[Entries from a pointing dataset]

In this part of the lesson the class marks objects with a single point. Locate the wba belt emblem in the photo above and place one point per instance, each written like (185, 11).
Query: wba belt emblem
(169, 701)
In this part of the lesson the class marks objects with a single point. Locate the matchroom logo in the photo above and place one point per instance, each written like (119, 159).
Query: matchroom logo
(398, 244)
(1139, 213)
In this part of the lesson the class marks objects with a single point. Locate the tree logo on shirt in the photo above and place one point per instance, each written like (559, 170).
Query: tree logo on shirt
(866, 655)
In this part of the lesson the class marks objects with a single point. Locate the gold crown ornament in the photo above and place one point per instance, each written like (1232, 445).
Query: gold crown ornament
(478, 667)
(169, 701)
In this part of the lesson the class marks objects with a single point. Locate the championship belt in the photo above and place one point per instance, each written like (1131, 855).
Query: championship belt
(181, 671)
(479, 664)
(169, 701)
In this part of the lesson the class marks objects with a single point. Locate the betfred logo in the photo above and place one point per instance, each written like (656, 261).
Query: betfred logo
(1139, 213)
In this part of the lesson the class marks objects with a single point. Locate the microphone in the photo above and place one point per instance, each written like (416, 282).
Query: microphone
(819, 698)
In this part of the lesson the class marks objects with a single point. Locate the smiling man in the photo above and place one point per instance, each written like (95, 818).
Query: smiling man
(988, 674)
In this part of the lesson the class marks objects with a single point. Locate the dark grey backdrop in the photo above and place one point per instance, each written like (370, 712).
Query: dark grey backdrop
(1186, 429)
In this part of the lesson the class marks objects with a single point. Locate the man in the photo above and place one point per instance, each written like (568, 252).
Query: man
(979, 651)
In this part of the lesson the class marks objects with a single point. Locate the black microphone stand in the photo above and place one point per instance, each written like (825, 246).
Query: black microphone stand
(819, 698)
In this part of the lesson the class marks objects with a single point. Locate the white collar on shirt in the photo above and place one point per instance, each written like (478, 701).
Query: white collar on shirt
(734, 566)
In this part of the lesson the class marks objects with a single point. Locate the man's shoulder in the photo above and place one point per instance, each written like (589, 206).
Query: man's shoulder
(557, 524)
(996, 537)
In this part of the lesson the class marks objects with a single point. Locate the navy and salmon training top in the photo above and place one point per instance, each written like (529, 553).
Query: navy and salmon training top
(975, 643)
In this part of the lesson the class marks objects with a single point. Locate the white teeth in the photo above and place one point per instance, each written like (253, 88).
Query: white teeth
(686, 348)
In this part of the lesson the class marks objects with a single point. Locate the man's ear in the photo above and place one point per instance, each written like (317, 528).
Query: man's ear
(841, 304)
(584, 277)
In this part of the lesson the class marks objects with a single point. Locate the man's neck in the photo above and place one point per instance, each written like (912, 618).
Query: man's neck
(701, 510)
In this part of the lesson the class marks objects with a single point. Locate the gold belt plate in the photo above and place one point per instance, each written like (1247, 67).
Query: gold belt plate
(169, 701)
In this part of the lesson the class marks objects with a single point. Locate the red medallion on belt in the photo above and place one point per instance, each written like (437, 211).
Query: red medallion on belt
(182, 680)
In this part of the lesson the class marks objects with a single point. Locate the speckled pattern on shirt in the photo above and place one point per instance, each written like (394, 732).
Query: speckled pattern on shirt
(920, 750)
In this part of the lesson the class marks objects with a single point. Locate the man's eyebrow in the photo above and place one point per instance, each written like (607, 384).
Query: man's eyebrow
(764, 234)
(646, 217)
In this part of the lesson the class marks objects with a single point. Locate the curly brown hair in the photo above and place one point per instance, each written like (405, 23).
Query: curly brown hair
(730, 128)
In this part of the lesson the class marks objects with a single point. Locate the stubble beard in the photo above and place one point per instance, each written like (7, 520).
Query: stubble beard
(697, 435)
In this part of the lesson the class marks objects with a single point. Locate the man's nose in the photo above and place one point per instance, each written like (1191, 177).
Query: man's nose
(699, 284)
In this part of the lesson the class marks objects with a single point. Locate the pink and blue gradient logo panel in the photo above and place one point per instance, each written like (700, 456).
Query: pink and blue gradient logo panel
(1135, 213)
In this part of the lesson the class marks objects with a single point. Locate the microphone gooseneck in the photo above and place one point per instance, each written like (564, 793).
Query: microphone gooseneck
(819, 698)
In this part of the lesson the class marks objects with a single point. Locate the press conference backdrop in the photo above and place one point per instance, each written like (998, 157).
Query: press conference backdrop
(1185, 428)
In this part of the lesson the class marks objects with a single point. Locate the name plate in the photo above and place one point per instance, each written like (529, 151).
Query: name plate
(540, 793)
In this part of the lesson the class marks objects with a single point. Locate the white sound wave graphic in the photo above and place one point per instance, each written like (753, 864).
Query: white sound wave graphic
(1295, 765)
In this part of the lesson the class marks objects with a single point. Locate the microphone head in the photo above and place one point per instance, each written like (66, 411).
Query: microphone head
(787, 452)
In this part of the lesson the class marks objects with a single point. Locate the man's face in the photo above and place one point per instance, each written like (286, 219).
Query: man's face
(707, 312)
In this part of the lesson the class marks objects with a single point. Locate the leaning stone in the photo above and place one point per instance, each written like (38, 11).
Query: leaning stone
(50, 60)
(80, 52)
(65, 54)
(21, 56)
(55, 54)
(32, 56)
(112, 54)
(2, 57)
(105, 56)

• **OBJECTIVE**
Rewrite all the items above with "Query" replaced by "Target", leaving every other part unchanged.

• **SOLUTION FOR THIS TASK**
In this part of the lesson the class marks objects with a single point. Locate the wba belt emblem in the photo above and place one point per instance, each written like (185, 11).
Target: wba belt emblem
(169, 701)
In this part of the lesson the class marks objects with a single point. Locate the matchroom logo in the photo above and place one point per instance, each written like (119, 159).
Target: matchroom logo
(398, 244)
(1139, 213)
In this part of the lesson the class marks objects with a single point. Locate the tree logo on shirt in the photo above and place one point per instance, each written like (559, 170).
Target: tree logo on shirt
(866, 655)
In this part of the lesson the class marks objects with a single point. Locate the gold crown ornament in the photo above and place one point per instance, each written like (1232, 445).
Target: gold crown ornament
(478, 667)
(169, 701)
In this part of the lesson the class marks objects with a single point. Locate the championship belt in the photo above and place one point per instance, each written like (1131, 855).
Target: championship belt
(181, 671)
(479, 664)
(169, 701)
In this part of the lesson the class marks objects with a single point. Locate the betfred logo in the photo above and place one point per instance, each written like (656, 261).
Target: betfred logo
(1139, 213)
In this part of the lesson the class marks objects with a single point. Locate the microphone in the photo above and place one point per instance, each written like (416, 282).
Target: microphone
(819, 698)
In this part of the lesson the class marks objects with a single point. Locate the smiling man in the photo above and place one point per instance, each written like (95, 818).
Target: smiling man
(988, 674)
In this part of the lesson the class marks objects with a single point. Locate the dark grey backdrop in the photo above and place one point per instance, each written like (370, 712).
Target: dark grey backdrop
(1186, 429)
In this part of the lesson the class marks objects with a single point. Locate the man in the photo above and place one point per instance, each written like (568, 252).
Target: man
(979, 651)
In this part of the lesson the class marks objects with a single point. Locate the black microphone stand in the photo above and place one point per instance, each written like (825, 246).
Target: black microphone stand
(819, 698)
In this part of the lesson the class marks objects with a single point. Locate the white collar on shirt in the photo above and place one point per instance, each written like (478, 701).
Target: white collar on shirt
(734, 566)
In this part of the lesson the class marks objects with a single point. Locate the man's shoulder in the photo above and place one point per instance, each written like (589, 206).
Target: man's shoulder
(557, 524)
(996, 537)
In this part of the lesson the class marks objects with a single point. Locate the navy and salmon training top in the photo above and place one point per instance, each written like (529, 553).
Target: navy and salmon training top
(975, 643)
In this part of the lesson the class marks objects with a single point. Locate the white teeth in the photo above and place one point per instance, each written like (253, 88).
Target: white teeth
(686, 348)
In this part of the lesson the class marks objects with a single point. Locate the man's ear in the photo above and place one point per instance, each written like (317, 528).
Target: man's ear
(841, 304)
(584, 277)
In this part of the lesson the class marks objects with a single point. Locate the man's neck in the photo above and place one point per instance, each written like (912, 618).
Target: man's neck
(701, 510)
In this part of the lesson the class marks objects with a single point. Locate the gold belt plate in the photo above and place one point per instance, each written like (1247, 67).
Target: gold belt plate
(169, 701)
In this part of the lesson the class marks objects with a single point. Locate the red medallion on belt in the photo above and place one point per instance, each written like (437, 211).
Target: red medallion on belt
(182, 680)
In this part of the lesson the class marks objects with a single point. Locate the speckled pattern on shirt in the photo above and place one point per instance, each written like (394, 732).
Target: speckled pattern on shirt
(920, 750)
In this part of the lesson the class marks objects with a single point. Locate the man's eyebrow in the photo above and place one point per instance, each written like (607, 384).
Target: man's eyebrow
(764, 234)
(646, 217)
In this part of the lesson the class marks objects with a single point. Locate the curly brown hair in the photo above and place one point per instance, each written like (405, 23).
Target: curly brown hair
(730, 128)
In this part of the lesson the class marks objects with a single point. Locate the stubble beard in the photo above and place one point per instance, each written like (7, 520).
Target: stubble beard
(697, 435)
In this part of the lesson the class marks objects with a single point. Locate the man's nose in the photo above and place one point per instance, each written like (1191, 177).
Target: man's nose
(699, 284)
In this part of the lesson the class marks objects with a single point. Locate the pink and blue gradient logo panel in the photo above and place one point per instance, each written like (700, 456).
Target: pink and blue gradient logo panel
(1135, 213)
In this part of the lesson the class marks objects with a single point. Locate the microphone gooseneck in the photo above and place one point per instance, each written like (564, 793).
Target: microphone gooseneck
(819, 698)
In this part of the lesson the class marks objects with a single point. Locate the press conference backdrop in the photo above and place one point per instance, each written like (998, 157).
Target: press conference backdrop
(1185, 428)
In this part of the lesson the class marks objects with a single point. Locate the name plate in the photo above and place one point per instance, each written like (529, 151).
Target: name plate
(540, 793)
In this part of the lesson the class marks objects with a single point. Locate the white sound wave graphic in the photo above and place one point per instance, each written like (753, 864).
Target: white sound wave graphic
(1295, 765)
In this part of the lesson the class marks objects with a single point. Locate the microphone head in the photo above and place one point per instance, each written like (66, 411).
Target: microphone head
(787, 452)
In this part of the lesson the class marks objects with a single point. Locate the man's face in the photo above and place one point per instance, each written like (286, 219).
Target: man's face
(707, 312)
In this part of the lesson the class marks objects with a single point. Locate the leaning stone in the photo above and place one point per instance, each written like (38, 11).
Target: leaning stone
(50, 60)
(80, 52)
(65, 54)
(21, 56)
(55, 54)
(32, 56)
(112, 54)
(2, 57)
(105, 56)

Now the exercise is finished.